▸ **THE PROBLEM**
Write out the material again exactly, please, and omit the pictures.

Position identification records
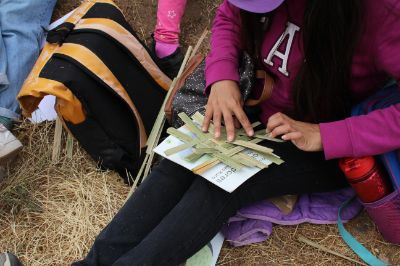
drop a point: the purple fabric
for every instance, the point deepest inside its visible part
(254, 223)
(257, 6)
(376, 57)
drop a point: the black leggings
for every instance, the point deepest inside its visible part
(174, 212)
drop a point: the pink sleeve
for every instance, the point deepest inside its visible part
(222, 61)
(379, 131)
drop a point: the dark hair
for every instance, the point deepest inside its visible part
(330, 34)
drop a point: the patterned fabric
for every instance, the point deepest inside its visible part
(191, 97)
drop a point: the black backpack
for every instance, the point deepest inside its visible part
(109, 89)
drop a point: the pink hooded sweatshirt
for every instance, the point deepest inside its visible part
(377, 57)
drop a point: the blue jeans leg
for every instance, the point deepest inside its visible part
(23, 24)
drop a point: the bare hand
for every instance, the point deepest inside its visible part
(305, 136)
(225, 101)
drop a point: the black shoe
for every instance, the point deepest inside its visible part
(9, 259)
(171, 64)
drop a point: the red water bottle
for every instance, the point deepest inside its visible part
(366, 178)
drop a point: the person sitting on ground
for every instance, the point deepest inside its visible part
(325, 56)
(166, 46)
(22, 25)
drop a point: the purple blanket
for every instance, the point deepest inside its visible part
(254, 223)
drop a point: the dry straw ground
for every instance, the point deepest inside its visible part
(50, 213)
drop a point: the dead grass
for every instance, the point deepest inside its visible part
(51, 213)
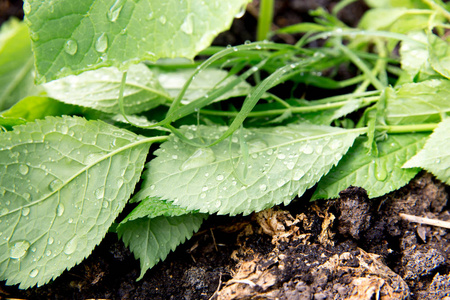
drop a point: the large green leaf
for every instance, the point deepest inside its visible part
(99, 89)
(416, 103)
(71, 37)
(63, 181)
(152, 239)
(16, 64)
(378, 175)
(435, 156)
(257, 169)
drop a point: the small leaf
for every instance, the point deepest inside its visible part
(64, 181)
(378, 175)
(206, 80)
(153, 207)
(69, 39)
(439, 54)
(416, 103)
(282, 162)
(16, 64)
(435, 156)
(99, 90)
(152, 239)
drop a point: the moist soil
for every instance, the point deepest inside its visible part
(348, 248)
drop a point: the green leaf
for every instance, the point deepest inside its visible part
(16, 64)
(282, 162)
(416, 103)
(439, 54)
(435, 156)
(38, 107)
(401, 19)
(63, 182)
(153, 207)
(377, 175)
(152, 239)
(69, 38)
(99, 90)
(205, 81)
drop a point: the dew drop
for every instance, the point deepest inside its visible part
(55, 184)
(335, 144)
(281, 156)
(60, 210)
(26, 7)
(298, 175)
(188, 24)
(34, 273)
(307, 149)
(241, 12)
(25, 211)
(281, 182)
(101, 44)
(119, 182)
(71, 246)
(19, 249)
(71, 47)
(200, 158)
(290, 165)
(114, 11)
(380, 172)
(23, 169)
(162, 20)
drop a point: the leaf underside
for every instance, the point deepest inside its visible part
(62, 183)
(71, 37)
(282, 162)
(435, 156)
(377, 175)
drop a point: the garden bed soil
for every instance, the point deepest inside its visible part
(348, 248)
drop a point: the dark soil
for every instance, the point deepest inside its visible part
(348, 248)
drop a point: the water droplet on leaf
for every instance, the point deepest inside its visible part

▸ **RESPONSE FOR THIS EXERCISE**
drop a point: the purple fabric
for every instance, the point deepest inside its visible part
(254, 223)
(257, 6)
(376, 57)
drop a point: the black leggings
for every instance, the point deepest inside its visible part
(174, 212)
drop a point: the pink sleeve
for every instance, the point deepest inside its visible part
(222, 61)
(379, 131)
drop a point: the dark hair
for every instance, the point deepest inside its visible part
(330, 34)
drop a point: the patterned fabric
for every instance, the point deepest inside its visible part
(191, 97)
drop a point: the black backpack
for every instance, the point deepest inside its visible part
(109, 89)
drop a point: the pink hooded sweatshirt
for every instance, the point deepest inside its visible part
(377, 57)
drop a point: the blue jeans leg
for every instance, the point deepest inside its visible part
(23, 24)
drop a point: the bare hand
for every instance, the point deepest inside its visible part
(305, 136)
(225, 101)
drop a point: the black shoe
for every instance, the point deepest inside its visible part
(9, 259)
(171, 64)
drop a point: the red water bottle
for every instance, the point deepest inside its visible part
(366, 178)
drop a point: the person sitting on ground
for every instance, the point deepest inside its visible part
(325, 56)
(166, 46)
(22, 25)
drop a point: the purple blanket
for every instance, the point deepest inside its visible part
(254, 223)
drop a point: the dry straw ground
for every instance, the point deepest inside its visible part
(50, 213)
drop a point: the dead grass
for every instance, the point deepest inside its visible part
(51, 213)
drop a point: the large green leaf
for every instance, the point deepest inside its visible part
(99, 89)
(416, 103)
(71, 37)
(63, 181)
(152, 239)
(16, 64)
(378, 175)
(435, 156)
(257, 169)
drop a point: the small leaf
for every instance, the point deepest inside its visible part
(64, 181)
(378, 175)
(206, 80)
(153, 207)
(69, 39)
(439, 54)
(416, 103)
(282, 162)
(16, 64)
(435, 156)
(99, 90)
(152, 239)
drop a point: the moist soil
for every instance, the point deepest inside its visible part
(348, 248)
drop a point: the green leaf
for every instance, the point deepest inside its visible part
(16, 64)
(282, 162)
(416, 103)
(439, 54)
(435, 156)
(38, 107)
(401, 19)
(63, 182)
(153, 207)
(377, 175)
(152, 239)
(69, 38)
(99, 90)
(205, 81)
drop a point: the dew drop
for every instance, the point deepest inside its visible part
(55, 184)
(335, 144)
(281, 156)
(60, 210)
(26, 7)
(298, 175)
(188, 24)
(34, 273)
(307, 149)
(241, 12)
(25, 211)
(281, 182)
(101, 44)
(119, 182)
(71, 246)
(19, 249)
(71, 47)
(200, 158)
(290, 165)
(114, 11)
(380, 172)
(23, 169)
(162, 20)
drop a point: the leaf underside
for every instance, the point deepest inside its visible part
(62, 183)
(71, 37)
(282, 162)
(435, 156)
(377, 175)
drop a point: the garden bed soil
for every instance, the point deepest inside its visible part
(348, 248)
drop a point: the dark soil
for every instance, the point deepest inside its visible part
(348, 248)
drop a point: the water droplet on leaf
for every instance, the point deepest inside its visible part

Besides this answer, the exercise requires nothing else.